Selected passage ->
··········

Question

Comparison of samples to find the best parameters for RNA-seq

0

Entering edit mode

3.7 years ago

lluc.cabus ▴ 20

Hi everyone,

I'm trying to do an analysis to see which parameters of the RNA-seq are better for my samples. To do that, I have 9 samples that I sequenced with 20M reads, 150bp and paired-end. I wanted to see which parameters generate more accurate results (paired-end vs single-end, 150bp vs 100bp vs 50bp and 20M vs 10M reads).

To do that, I did a hard-trimming (to obtain 100bp and 50bp), taken only the first 10M reads instead of the 20M and taken only the first fastq (to generate the single-end) and run the same programs: trim_galore for the trimming, STAR for the mapping and RSEM for the quantification, all with the same parameters (only changing the parameters regarding the paired-end).

The results are that beginning with 50bp reads generates more transcript counts than beginning with 150bp reads, and that single-end generates more transcript counts than the paired-end. I'm a bit concerned, since I don't know how single-end reads could generate more transcripts than single-end, and I think I'm analyzing something wrong, do you know how could I do this type of analysis?

Thank you all very much, Lluc

NGS rna fastq R sequencing • 2.3k views

ADD COMMENT • link updated 3.7 years ago by Istvan Albert 102k • written 3.7 years ago by lluc.cabus ▴ 20

1

Entering edit mode

3.7 years ago

ATpoint 86k

Longer reads are always better than shorter ones, and more depth increases statistical power, and paired-end is almost always preferred over single-end as it improves coverage and alignment accuracy. I see little point in trying this out, especially because you would need a ground-truth set for the benchmarking. Without that it is rather pointless. Use the paired-end 150bp data with all available reads would be my recommendation, that is pretty much the standard in the field.

··········

Records ->
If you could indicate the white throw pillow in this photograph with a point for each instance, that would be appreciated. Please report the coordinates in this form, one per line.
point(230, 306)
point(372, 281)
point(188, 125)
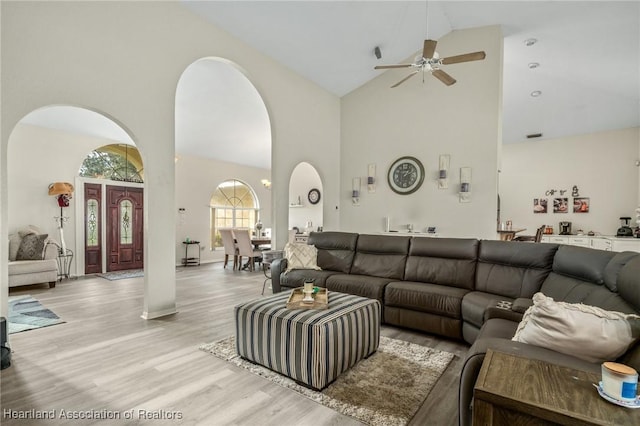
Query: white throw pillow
point(301, 256)
point(586, 332)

··········

Tasks and exercises ->
**a.** In the RNA-seq parameter thread, which programs handled trimming, mapping and quantification?
**b.** Extend the RNA-seq parameter thread, picking up after its final sentence.
The records have no role in any of this.

Answers to each task ->
**a.** trim_galore for trimming, STAR for mapping and RSEM for quantification.

**b.**
ADD COMMENT • link 3.7 years ago by ATpoint 86k

0

Entering edit mode

Yes, I was trying that in order to establish what should be the parameters for the next sequencing experiments and if we could reduce the depth or use shorter reads in order to reduce costs. Sorry if I didn't explain myself.

ADD REPLY • link 3.7 years ago by lluc.cabus ▴ 20

1

Entering edit mode

Ok, I see. Then I suggest to use the PE-150-20M data as the "gold standard" and compare everything else to it as this is the best possible combination.

ADD REPLY • link 3.7 years ago by ATpoint 86k

0

Entering edit mode

When it comes to any method that "counts fragments" paired-end reads add substantially to the cost.

That is because at the same coverage, single end reads will sample twice as many fragments, and the statistical power increases accordingly.

When you use paired-end reads, the same fragment is read twice (from each end), thus you lose the independence of the measurements.

In general, and considering the realities of funding and resource availability, I would only recommend paired-end reads when identifying novel transcripts is of importance.

For all other cases, generally speaking, the cost/benefits of paired-end reads do not materialize.

The quality of the RNA and the library preparation will have a larger effect, and usually you can get excellent results with 100-150bp single-end reads.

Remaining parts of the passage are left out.